◆ STORED ROWS:
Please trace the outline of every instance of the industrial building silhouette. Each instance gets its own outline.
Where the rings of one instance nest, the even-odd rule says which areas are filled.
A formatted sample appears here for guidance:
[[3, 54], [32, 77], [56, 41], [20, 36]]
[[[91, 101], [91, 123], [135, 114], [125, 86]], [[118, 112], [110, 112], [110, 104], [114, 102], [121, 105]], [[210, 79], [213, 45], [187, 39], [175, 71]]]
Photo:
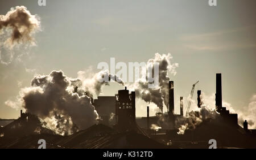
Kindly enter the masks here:
[[[147, 116], [137, 118], [135, 92], [129, 92], [125, 87], [115, 96], [98, 96], [93, 100], [101, 120], [68, 136], [55, 135], [49, 131], [30, 136], [28, 132], [39, 127], [40, 124], [31, 122], [38, 122], [35, 116], [21, 113], [20, 118], [1, 128], [0, 134], [3, 136], [0, 137], [0, 148], [26, 148], [26, 142], [30, 144], [30, 148], [34, 148], [36, 144], [26, 140], [42, 136], [48, 140], [52, 148], [208, 148], [210, 139], [216, 140], [219, 148], [255, 148], [256, 129], [249, 129], [247, 120], [242, 128], [238, 124], [238, 115], [230, 113], [222, 106], [221, 83], [221, 74], [217, 73], [216, 111], [218, 118], [203, 118], [204, 120], [198, 126], [185, 130], [183, 135], [177, 134], [179, 126], [176, 121], [188, 118], [187, 113], [188, 116], [191, 113], [184, 110], [183, 97], [180, 97], [180, 114], [174, 114], [175, 86], [174, 82], [170, 81], [167, 113], [158, 113], [150, 116], [149, 107], [145, 106]], [[196, 83], [193, 85], [192, 93]], [[199, 108], [201, 107], [201, 93], [200, 90], [197, 92]], [[151, 127], [154, 124], [159, 127]], [[26, 126], [34, 127], [27, 129]], [[27, 131], [26, 134], [20, 134], [24, 128]], [[20, 142], [8, 145], [12, 141], [17, 142], [17, 137]]]

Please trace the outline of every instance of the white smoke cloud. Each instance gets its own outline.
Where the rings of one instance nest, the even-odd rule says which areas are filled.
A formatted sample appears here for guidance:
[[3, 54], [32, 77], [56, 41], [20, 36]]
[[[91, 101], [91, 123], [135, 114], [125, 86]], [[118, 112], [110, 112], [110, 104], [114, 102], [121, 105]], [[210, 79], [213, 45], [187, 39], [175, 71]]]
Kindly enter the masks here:
[[[78, 75], [82, 77], [81, 71]], [[98, 114], [91, 102], [93, 93], [98, 94], [104, 85], [109, 85], [108, 82], [100, 82], [104, 75], [113, 80], [118, 79], [108, 71], [83, 80], [67, 77], [62, 71], [37, 75], [32, 79], [31, 87], [20, 89], [16, 101], [8, 100], [5, 104], [13, 108], [24, 108], [45, 121], [56, 133], [70, 135], [97, 122]]]
[[[204, 92], [201, 93], [201, 107], [199, 109], [197, 107], [197, 101], [192, 100], [191, 107], [188, 118], [179, 118], [176, 119], [176, 125], [178, 126], [179, 132], [180, 134], [184, 134], [185, 126], [187, 125], [187, 129], [195, 129], [198, 125], [201, 124], [206, 119], [215, 119], [220, 114], [215, 110], [215, 94], [212, 94], [210, 96], [207, 95]], [[189, 100], [189, 97], [188, 97]], [[238, 124], [243, 126], [243, 123], [245, 120], [247, 120], [249, 127], [250, 128], [255, 128], [254, 123], [256, 119], [256, 95], [252, 96], [250, 102], [247, 106], [242, 107], [240, 110], [235, 110], [232, 106], [232, 105], [225, 101], [222, 101], [222, 106], [226, 107], [230, 113], [237, 114], [238, 116]], [[179, 127], [180, 126], [180, 127]]]
[[5, 15], [0, 15], [1, 63], [9, 64], [14, 58], [20, 60], [20, 55], [15, 55], [20, 50], [15, 50], [14, 47], [22, 45], [24, 50], [35, 45], [33, 34], [40, 29], [39, 18], [31, 15], [24, 6], [11, 8]]
[[150, 126], [150, 129], [154, 129], [154, 130], [158, 130], [159, 129], [161, 129], [162, 127], [158, 126], [158, 125], [155, 124], [152, 124], [151, 126]]
[[[145, 81], [147, 75], [142, 75], [142, 78], [135, 82], [129, 88], [134, 88], [136, 96], [148, 103], [154, 103], [163, 111], [163, 106], [168, 106], [169, 81], [168, 72], [173, 75], [176, 73], [176, 68], [179, 66], [177, 63], [171, 63], [172, 57], [170, 53], [160, 55], [159, 53], [155, 54], [154, 59], [150, 59], [147, 63], [147, 71], [151, 69], [156, 63], [159, 63], [159, 86], [154, 88], [149, 88], [148, 81]], [[152, 73], [154, 73], [154, 68], [152, 68]]]

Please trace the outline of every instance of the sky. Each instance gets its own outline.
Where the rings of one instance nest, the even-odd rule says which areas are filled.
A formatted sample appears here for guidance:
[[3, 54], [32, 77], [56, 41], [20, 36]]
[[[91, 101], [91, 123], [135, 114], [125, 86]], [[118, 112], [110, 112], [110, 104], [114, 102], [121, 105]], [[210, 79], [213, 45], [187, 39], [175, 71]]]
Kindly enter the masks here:
[[[207, 0], [46, 0], [39, 6], [37, 0], [0, 0], [0, 15], [24, 6], [40, 17], [42, 30], [35, 35], [36, 46], [0, 64], [0, 118], [19, 116], [5, 102], [30, 87], [35, 74], [62, 70], [75, 78], [79, 71], [98, 72], [98, 63], [109, 63], [110, 57], [127, 64], [147, 62], [156, 53], [170, 53], [179, 63], [177, 73], [170, 74], [175, 113], [180, 96], [187, 96], [197, 80], [196, 90], [214, 94], [216, 73], [222, 74], [223, 100], [242, 110], [256, 94], [256, 1], [217, 1], [209, 6]], [[105, 87], [100, 95], [122, 88]], [[147, 105], [137, 101], [137, 116], [146, 115]]]

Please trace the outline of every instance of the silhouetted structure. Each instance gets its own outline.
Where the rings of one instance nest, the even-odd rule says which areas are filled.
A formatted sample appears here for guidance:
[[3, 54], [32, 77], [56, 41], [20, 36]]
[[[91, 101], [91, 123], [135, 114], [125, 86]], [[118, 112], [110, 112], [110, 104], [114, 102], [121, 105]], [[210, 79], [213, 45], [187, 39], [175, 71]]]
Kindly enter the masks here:
[[149, 126], [149, 107], [147, 107], [147, 129], [150, 129], [150, 126]]
[[216, 110], [220, 113], [222, 107], [222, 93], [221, 87], [221, 73], [216, 74], [216, 93], [215, 94]]
[[243, 129], [246, 131], [248, 130], [248, 123], [246, 120], [243, 122]]
[[174, 83], [173, 81], [169, 81], [169, 110], [168, 115], [170, 126], [175, 126], [174, 117]]
[[134, 130], [136, 128], [135, 94], [125, 87], [115, 94], [115, 118], [119, 131]]
[[197, 107], [199, 108], [201, 108], [201, 90], [197, 90]]
[[93, 105], [101, 118], [100, 123], [109, 126], [112, 126], [115, 123], [115, 96], [98, 96], [98, 99], [94, 100]]
[[180, 115], [183, 116], [183, 97], [180, 97]]

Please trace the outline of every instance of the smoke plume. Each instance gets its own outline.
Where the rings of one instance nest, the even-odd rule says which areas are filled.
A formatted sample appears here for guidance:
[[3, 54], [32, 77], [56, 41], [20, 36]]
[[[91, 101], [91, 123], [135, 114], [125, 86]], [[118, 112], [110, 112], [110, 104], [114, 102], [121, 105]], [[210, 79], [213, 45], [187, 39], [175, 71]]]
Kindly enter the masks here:
[[[215, 110], [215, 95], [206, 95], [202, 92], [200, 96], [201, 108], [199, 109], [195, 101], [192, 101], [192, 111], [189, 113], [188, 118], [177, 118], [175, 124], [179, 128], [178, 134], [184, 134], [185, 129], [195, 129], [197, 126], [206, 120], [217, 120], [220, 114]], [[248, 122], [249, 128], [255, 128], [256, 119], [256, 95], [254, 95], [250, 100], [247, 106], [242, 107], [240, 110], [234, 110], [230, 103], [225, 101], [222, 102], [223, 107], [226, 107], [230, 113], [237, 113], [238, 116], [238, 124], [243, 126], [245, 120]]]
[[[100, 93], [102, 86], [108, 85], [98, 81], [104, 74], [113, 77], [108, 71], [96, 74], [88, 81], [68, 77], [62, 71], [38, 75], [32, 79], [31, 87], [21, 89], [16, 101], [5, 103], [24, 108], [44, 120], [56, 133], [70, 135], [97, 122], [98, 115], [92, 100], [93, 93]], [[86, 85], [90, 85], [88, 87], [92, 90], [85, 90], [89, 89]]]
[[0, 15], [0, 61], [8, 64], [15, 53], [17, 45], [35, 45], [33, 34], [40, 28], [37, 15], [31, 15], [24, 6], [11, 8], [5, 15]]
[[[168, 72], [175, 75], [176, 68], [179, 66], [177, 63], [171, 63], [172, 57], [170, 53], [160, 55], [158, 53], [155, 54], [154, 59], [148, 60], [146, 65], [147, 71], [151, 70], [151, 66], [154, 66], [156, 63], [159, 64], [159, 86], [154, 88], [149, 88], [148, 81], [139, 79], [138, 81], [130, 87], [135, 88], [136, 96], [146, 102], [154, 103], [163, 111], [164, 105], [168, 106], [169, 88], [168, 83], [170, 78]], [[154, 68], [152, 67], [152, 72], [154, 73]], [[142, 75], [142, 77], [147, 77], [147, 75]]]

◆ WHAT THE TASK ASKS: In the data above, copy out word for word the lines from the one containing "Please trace the outline of every instance of the white" up to and including the one containing "135], [97, 122]]]".

◆ FINAL RESULT:
Please trace the outline of every instance of the white smoke cloud. Each instance gets its own outline.
Where the rings of one instance nest, the even-odd rule says which areas are filled.
A formatted sample appears here for guidance:
[[3, 54], [32, 77], [56, 41], [20, 36]]
[[[91, 101], [91, 123], [135, 114], [125, 86]], [[118, 112], [110, 112], [110, 104], [114, 102], [121, 105]], [[210, 79], [213, 45], [187, 39], [175, 71]]]
Kindly enter the masks here:
[[[78, 75], [82, 77], [81, 71]], [[98, 114], [91, 102], [93, 93], [98, 94], [104, 85], [109, 85], [108, 82], [100, 82], [104, 75], [113, 80], [118, 79], [108, 71], [83, 80], [67, 77], [62, 71], [37, 75], [32, 79], [31, 87], [20, 89], [16, 101], [8, 100], [5, 104], [13, 108], [24, 108], [45, 121], [56, 133], [70, 135], [97, 122]]]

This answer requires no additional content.